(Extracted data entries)
begin

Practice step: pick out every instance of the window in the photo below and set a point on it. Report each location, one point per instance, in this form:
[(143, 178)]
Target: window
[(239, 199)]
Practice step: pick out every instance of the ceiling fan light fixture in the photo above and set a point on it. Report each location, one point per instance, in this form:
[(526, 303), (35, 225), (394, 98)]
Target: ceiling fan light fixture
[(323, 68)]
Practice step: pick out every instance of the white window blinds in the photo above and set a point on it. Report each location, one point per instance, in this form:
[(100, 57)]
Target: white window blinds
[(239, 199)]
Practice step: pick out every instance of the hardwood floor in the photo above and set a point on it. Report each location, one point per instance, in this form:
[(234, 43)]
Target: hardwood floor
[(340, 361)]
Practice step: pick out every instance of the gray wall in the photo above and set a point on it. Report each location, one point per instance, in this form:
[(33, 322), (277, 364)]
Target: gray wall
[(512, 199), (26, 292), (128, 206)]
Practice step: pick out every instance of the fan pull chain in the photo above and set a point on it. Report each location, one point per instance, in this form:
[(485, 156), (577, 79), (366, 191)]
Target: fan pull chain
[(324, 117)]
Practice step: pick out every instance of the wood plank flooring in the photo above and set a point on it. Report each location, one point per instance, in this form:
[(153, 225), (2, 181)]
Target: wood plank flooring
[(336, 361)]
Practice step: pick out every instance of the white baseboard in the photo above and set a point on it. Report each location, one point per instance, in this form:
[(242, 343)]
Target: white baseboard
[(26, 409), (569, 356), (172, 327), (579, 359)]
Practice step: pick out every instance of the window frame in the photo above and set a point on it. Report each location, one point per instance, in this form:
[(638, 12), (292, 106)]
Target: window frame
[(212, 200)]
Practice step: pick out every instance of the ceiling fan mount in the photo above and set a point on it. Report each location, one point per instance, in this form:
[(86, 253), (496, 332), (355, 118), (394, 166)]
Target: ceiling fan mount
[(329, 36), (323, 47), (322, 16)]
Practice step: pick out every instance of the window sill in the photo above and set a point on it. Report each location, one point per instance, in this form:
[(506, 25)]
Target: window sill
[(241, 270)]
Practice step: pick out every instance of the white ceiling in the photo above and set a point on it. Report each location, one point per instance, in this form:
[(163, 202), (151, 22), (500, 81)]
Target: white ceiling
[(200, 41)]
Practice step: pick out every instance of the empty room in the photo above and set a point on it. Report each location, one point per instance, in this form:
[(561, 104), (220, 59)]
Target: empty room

end

• _EXERCISE_:
Repeat the data above exactly.

• _REPLY_:
Practice step: pick out every instance of the window in the photo below and set a point on it. Report each location, one point per instance, in this form:
[(143, 178)]
Target: window
[(239, 199)]
Practice step: pick out every instance of the ceiling fan light fixture in the photo above and set a point on it. Report each location, one point per instance, in this form:
[(526, 303), (35, 225), (394, 98)]
Target: ceiling fan light fixture
[(323, 68)]
Practice step: pick out every instance of the white window blinds in the photo above and set a point on it. Report each location, one point per instance, in this form:
[(100, 57)]
Target: white window blinds
[(239, 199)]
Practice step: pick out every instance of the hardwood floor in the photo above and set a point on it. Report each location, one point per instance, in this form:
[(234, 43)]
Target: hardwood floor
[(340, 361)]
Practice step: pick out every instance of the gray wall in the photo above and set a point on it. Report each location, one point per instance, in this form:
[(33, 322), (277, 364)]
Target: gray wall
[(512, 199), (26, 292), (128, 206)]
Practice step: pick out every instance of the fan pull chain in the photo above and set a point on it. Report each location, one point per instance, in this form:
[(485, 156), (577, 79), (366, 191)]
Target: fan pull chain
[(324, 117)]
Practice step: pick out every instance of the wood plank flooring in the photo above and set a point on it. Report each location, one point per instance, in this form:
[(153, 225), (2, 181)]
Target: wood plank flooring
[(336, 361)]
Practice step: pick out every instance of the white baseboard in the photo above and set a point on it. Report each location, one point per instance, in this form:
[(242, 343)]
Target: white baseboard
[(26, 409), (569, 356), (172, 327), (579, 359)]
Practice step: pick out every instance of the window frame in the photo above and set a point on it. Report each location, one point per instance, in this form:
[(638, 12), (292, 106)]
Target: window frame
[(212, 200)]
Practice step: pick out every instance of the ceiling fan mount in the photo above and set a point on it. Report each location, one point per instance, in this form:
[(86, 253), (496, 332), (355, 118), (394, 166)]
Target: ceiling fan mount
[(329, 36), (323, 47), (322, 16)]
Practice step: pick out every instance of the window sill in the photo above and set a point on it. Report each location, one point per instance, in this form:
[(506, 25)]
Target: window sill
[(241, 270)]
Practice step: pick out every instance of the white ceiling in the photo above and set a point on it. Report each location, one point per instance, in this form:
[(163, 202), (151, 22), (500, 81)]
Target: white ceiling
[(200, 41)]
Practice step: pick out every instance of the empty room in the photo above and set a point on it. Report each location, one point per instance, in this form:
[(561, 104), (220, 59)]
Target: empty room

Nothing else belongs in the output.